▸ Trecho do documento:
%%
Para a guinada, o roteiro não foge à figura de Almir Mavignier, artista plástico que instiga Nise sobre o valor da pintura e da escultura no processo de sanidade. Na prática, os dois abrem um curso improvisado de afrescos que se transformaria em um ateliê e ponto basilar na atuação profissional da nordestina doravante. A fotografia do filme ensaia essa virada temática nas cores, antes enrustidas em tons negros e pasteis e agora mais colorizada. E vão surgindo telas com um quê misto de impressionismo e expressionismo na mão de um torneiro mecânico e autorretratos pintados pela “violenta” Adelina. Por trás, a visão de pensadores do século 20, como o psicanalista Carl Jung (1875-1961), e o processo de retomada da comunicação essencial, artística. O “milagre” com que a personagem de Glória ia se deparando era a consequência de um tratamento menos doloroso (reforçado por exemplo na tomada que remete ao eletrochoque) e impositivo (no roteiro, com verbos no tempo verbal do imperativo: faça, sente). Salta aos olhos, onde brota arte, rodeia emoção.

Não fugindo ao clichê e concomitantemente recorrendo a ele para reforçar a ideia do afeto, alguns personagens começam a ter um envolvimento passional, como entre a estagiária de artes no ateliê comandado por Nise e o ex-desenhista Raphael (Bernardo Marinho); e, mais explicitamente, no triângulo amoroso composto por Adelina (sim, coadjuvante bem explorada na trama), Fernando (Fabricio Boliveira) e Carlos (Julio Adrião). Essa afetividade pessoal dialoga na montagem do filme com a trajetória das obras de arte dos internos. Como uma reconquista de si, o pincel é a arma que vence a doença, não o “quebra-gelo” — frase que Nise da Silveira fala a um colega médico em discussão. Interessante ressaltar que esse método cultural da médica apenas é reconhecido fora do centro clínico, pelo aval de um grande crítico de arte.

Por fim, o clímax de Nise: O coração da loucura vem à tona quando, já reconhecido externamente o trabalho da “doutora”, que também começou a ter a ajuda de animais no tratamento dos clientes, há uma matança de cachorros comandada pela direção do Centro Psiquiátrico Pedro II, cuja perda os donos dos cães, como o fumante Carlos, se exasperam. A semente contra a ciência da lobotomia, porém, já estava plantada e colhida na arte.

A arte e a psiquiatria são o mote do audiovisual, que pelo tom do coração, palavra que estampa no título, pode pecar por não detalhar ao espectador desatento a história de vida da personagem central antes e depois do período em exercício no hoje chamado Instituto Municipal Nise da Silveira (nem a relação conjugal dela com o marido é explorada, muito menos se deixa claro por que Nise foi presa anteriormente). A opção da película, distribuída pela Imagem Filmes e produzida pela TVZero, que levou o prêmio de Melhor Filme e Melhor Atriz no Festival de Tóquio de 2015, não acaba com a ternura e convence sobre o poder das artes, em um desafio que beira a metalinguagem e parece compreender a potência da cinebiografia.
%%
Itens do conjunto de dados
%%
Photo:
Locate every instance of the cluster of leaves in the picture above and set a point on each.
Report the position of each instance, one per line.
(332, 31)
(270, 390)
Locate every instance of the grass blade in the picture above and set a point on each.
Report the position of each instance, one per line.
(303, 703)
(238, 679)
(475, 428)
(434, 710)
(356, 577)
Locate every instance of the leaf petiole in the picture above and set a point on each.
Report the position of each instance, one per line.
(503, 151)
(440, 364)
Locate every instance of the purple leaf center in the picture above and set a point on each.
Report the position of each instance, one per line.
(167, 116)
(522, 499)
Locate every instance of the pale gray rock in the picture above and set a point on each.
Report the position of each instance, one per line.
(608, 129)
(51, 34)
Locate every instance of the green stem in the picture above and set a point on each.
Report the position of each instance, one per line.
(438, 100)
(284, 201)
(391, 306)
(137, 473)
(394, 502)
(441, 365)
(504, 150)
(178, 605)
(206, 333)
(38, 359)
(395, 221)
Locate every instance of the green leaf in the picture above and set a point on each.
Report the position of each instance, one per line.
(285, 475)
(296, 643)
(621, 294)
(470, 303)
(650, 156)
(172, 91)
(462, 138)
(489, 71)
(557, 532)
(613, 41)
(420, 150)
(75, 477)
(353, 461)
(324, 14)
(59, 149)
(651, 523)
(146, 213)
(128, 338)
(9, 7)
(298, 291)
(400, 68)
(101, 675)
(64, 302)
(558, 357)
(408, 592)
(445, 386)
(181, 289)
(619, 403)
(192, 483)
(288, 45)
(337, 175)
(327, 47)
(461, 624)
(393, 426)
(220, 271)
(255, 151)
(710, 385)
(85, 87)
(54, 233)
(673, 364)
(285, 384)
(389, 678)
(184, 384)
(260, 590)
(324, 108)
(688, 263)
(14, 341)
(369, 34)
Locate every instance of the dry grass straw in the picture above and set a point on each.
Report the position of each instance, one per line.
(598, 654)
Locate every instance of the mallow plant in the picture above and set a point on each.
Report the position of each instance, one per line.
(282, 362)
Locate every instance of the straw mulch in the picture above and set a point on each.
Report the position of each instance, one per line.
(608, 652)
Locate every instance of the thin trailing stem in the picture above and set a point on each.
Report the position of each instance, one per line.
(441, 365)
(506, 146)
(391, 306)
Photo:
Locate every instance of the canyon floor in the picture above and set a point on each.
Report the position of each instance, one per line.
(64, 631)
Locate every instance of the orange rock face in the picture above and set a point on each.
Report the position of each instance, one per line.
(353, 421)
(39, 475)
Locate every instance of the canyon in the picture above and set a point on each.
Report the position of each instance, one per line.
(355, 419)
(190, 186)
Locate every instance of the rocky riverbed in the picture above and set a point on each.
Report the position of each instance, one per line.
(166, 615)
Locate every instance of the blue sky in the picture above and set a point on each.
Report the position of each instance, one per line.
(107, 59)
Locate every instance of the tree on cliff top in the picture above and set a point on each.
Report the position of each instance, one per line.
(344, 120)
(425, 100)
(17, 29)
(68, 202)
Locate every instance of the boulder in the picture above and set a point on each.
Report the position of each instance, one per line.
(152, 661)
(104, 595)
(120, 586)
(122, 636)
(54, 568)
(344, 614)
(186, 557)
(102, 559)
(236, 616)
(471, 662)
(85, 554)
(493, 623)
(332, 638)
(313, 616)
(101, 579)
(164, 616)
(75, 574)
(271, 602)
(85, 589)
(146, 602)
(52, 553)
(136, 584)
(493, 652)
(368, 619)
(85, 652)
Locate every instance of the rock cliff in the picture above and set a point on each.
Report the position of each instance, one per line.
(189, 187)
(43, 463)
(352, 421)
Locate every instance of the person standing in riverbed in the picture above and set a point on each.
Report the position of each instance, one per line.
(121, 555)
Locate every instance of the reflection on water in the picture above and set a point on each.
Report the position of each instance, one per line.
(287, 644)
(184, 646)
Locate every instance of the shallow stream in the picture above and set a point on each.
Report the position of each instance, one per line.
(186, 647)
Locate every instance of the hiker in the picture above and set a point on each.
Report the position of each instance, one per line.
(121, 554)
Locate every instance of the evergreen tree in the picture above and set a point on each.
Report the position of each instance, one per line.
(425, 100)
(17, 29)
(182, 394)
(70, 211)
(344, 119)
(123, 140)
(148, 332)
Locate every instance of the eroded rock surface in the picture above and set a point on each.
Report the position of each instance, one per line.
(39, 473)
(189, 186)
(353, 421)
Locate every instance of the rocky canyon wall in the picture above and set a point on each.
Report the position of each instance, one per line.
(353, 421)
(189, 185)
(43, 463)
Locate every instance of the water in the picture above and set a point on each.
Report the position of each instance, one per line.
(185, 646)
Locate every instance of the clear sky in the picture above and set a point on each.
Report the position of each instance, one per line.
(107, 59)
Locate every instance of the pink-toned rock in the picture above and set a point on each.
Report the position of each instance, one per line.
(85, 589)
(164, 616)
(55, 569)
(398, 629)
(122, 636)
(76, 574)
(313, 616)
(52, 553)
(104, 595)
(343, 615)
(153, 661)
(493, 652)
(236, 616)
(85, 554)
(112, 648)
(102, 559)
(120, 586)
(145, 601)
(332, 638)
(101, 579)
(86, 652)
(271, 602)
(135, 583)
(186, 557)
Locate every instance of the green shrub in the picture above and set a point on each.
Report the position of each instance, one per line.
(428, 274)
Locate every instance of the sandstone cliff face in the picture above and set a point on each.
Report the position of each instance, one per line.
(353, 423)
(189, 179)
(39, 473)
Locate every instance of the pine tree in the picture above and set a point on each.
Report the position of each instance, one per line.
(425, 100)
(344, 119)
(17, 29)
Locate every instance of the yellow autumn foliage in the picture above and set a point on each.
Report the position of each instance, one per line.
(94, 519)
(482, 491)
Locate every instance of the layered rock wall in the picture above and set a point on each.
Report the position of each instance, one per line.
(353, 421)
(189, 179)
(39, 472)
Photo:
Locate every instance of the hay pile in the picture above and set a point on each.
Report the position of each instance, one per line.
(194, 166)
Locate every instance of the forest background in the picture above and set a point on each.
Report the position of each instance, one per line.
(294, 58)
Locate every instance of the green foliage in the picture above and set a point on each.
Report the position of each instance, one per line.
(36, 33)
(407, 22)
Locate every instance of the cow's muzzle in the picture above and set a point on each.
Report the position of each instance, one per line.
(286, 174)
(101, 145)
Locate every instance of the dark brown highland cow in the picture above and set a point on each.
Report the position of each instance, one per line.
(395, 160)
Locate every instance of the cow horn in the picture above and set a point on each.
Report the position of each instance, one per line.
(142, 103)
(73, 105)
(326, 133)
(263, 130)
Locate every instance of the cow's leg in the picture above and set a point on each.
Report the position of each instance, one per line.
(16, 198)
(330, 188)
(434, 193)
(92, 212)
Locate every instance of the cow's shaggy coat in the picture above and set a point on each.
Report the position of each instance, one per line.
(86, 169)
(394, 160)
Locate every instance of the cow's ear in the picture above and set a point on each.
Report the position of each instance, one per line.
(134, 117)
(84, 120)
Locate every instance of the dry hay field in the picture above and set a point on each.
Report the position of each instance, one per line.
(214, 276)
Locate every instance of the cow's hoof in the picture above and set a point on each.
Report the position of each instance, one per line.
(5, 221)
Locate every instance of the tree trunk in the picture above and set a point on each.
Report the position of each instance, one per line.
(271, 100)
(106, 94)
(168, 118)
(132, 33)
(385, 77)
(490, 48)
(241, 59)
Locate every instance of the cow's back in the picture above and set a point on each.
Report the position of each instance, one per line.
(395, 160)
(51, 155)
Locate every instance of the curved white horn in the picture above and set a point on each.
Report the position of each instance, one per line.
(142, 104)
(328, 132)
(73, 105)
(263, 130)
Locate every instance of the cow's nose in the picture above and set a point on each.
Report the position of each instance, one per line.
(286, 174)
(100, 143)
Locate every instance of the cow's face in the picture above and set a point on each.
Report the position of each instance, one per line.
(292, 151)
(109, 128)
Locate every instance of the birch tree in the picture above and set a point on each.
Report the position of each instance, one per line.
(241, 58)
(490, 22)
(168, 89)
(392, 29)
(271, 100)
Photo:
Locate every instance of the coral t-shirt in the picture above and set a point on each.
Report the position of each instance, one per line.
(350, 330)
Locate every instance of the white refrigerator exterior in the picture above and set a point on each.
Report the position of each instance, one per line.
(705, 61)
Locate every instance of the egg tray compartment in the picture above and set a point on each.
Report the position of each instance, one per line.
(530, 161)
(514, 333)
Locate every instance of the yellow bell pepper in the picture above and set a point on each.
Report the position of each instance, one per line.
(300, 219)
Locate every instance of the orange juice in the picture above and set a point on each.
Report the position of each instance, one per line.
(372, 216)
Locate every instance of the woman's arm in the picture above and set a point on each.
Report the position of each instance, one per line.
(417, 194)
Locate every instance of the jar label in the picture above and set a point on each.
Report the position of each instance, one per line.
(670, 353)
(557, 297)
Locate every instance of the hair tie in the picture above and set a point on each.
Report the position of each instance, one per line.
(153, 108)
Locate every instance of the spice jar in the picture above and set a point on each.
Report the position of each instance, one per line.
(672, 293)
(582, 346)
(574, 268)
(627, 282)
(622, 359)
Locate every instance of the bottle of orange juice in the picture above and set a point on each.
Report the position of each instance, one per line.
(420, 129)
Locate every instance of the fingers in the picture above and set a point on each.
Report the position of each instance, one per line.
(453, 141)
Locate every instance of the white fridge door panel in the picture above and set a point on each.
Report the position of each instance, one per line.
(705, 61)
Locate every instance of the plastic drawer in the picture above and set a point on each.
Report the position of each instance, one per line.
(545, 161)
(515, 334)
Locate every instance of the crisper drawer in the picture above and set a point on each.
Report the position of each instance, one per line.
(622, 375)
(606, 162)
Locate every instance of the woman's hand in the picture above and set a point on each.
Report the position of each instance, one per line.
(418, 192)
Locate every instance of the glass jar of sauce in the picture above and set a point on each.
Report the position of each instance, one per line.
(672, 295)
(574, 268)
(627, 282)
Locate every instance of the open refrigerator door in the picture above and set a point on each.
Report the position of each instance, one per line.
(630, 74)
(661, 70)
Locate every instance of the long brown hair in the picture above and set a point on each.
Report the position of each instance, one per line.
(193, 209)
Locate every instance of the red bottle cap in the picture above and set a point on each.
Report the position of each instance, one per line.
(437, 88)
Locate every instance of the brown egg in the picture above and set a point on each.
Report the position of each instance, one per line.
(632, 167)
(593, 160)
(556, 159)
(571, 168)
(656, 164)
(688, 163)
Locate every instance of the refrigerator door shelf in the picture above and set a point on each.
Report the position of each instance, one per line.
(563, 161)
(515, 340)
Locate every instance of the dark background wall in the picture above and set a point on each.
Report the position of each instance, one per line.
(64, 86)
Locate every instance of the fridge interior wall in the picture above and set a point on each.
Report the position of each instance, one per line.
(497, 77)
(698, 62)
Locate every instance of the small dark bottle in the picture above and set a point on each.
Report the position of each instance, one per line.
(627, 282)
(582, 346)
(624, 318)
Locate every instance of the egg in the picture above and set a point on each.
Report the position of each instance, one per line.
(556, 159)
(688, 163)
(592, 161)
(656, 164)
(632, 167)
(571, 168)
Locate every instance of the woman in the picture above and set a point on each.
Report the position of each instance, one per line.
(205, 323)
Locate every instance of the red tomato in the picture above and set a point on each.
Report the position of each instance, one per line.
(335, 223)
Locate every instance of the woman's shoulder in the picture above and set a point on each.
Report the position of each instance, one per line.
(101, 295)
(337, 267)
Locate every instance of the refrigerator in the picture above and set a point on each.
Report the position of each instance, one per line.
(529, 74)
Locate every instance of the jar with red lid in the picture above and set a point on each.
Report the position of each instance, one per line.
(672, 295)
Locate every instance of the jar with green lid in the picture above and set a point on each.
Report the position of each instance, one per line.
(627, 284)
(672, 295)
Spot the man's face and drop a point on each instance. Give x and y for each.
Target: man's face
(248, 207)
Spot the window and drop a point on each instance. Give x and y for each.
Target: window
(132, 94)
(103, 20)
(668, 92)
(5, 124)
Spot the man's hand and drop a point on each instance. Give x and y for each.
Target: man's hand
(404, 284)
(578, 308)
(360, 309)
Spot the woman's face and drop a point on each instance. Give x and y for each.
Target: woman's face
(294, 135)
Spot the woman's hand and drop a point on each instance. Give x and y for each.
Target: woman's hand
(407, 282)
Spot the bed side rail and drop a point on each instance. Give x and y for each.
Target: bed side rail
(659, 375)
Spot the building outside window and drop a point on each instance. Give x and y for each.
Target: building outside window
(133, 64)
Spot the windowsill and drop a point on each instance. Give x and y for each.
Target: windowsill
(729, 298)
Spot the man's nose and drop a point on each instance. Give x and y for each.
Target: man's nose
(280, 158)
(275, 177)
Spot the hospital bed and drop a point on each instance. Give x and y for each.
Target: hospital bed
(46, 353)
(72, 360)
%%
▸ O que fazer: Reescreva de forma mais breve o parágrafo do trecho que começa com “Por fim, o clímax de Nise”, mantendo os fatos principais. As linhas constituem um material separado do trecho.

▸ Tarefa concluída: O clímax de Nise: O coração da loucura chega quando o trabalho da “doutora” já tem reconhecimento externo e ela também usa animais no tratamento. Nesse momento, a direção do Centro Psiquiátrico Pedro II manda matar os cachorros, o que exaspera os donos dos cães, como o fumante Carlos. Mesmo assim, a semente contra a lobotomia já havia sido plantada e colhida na arte.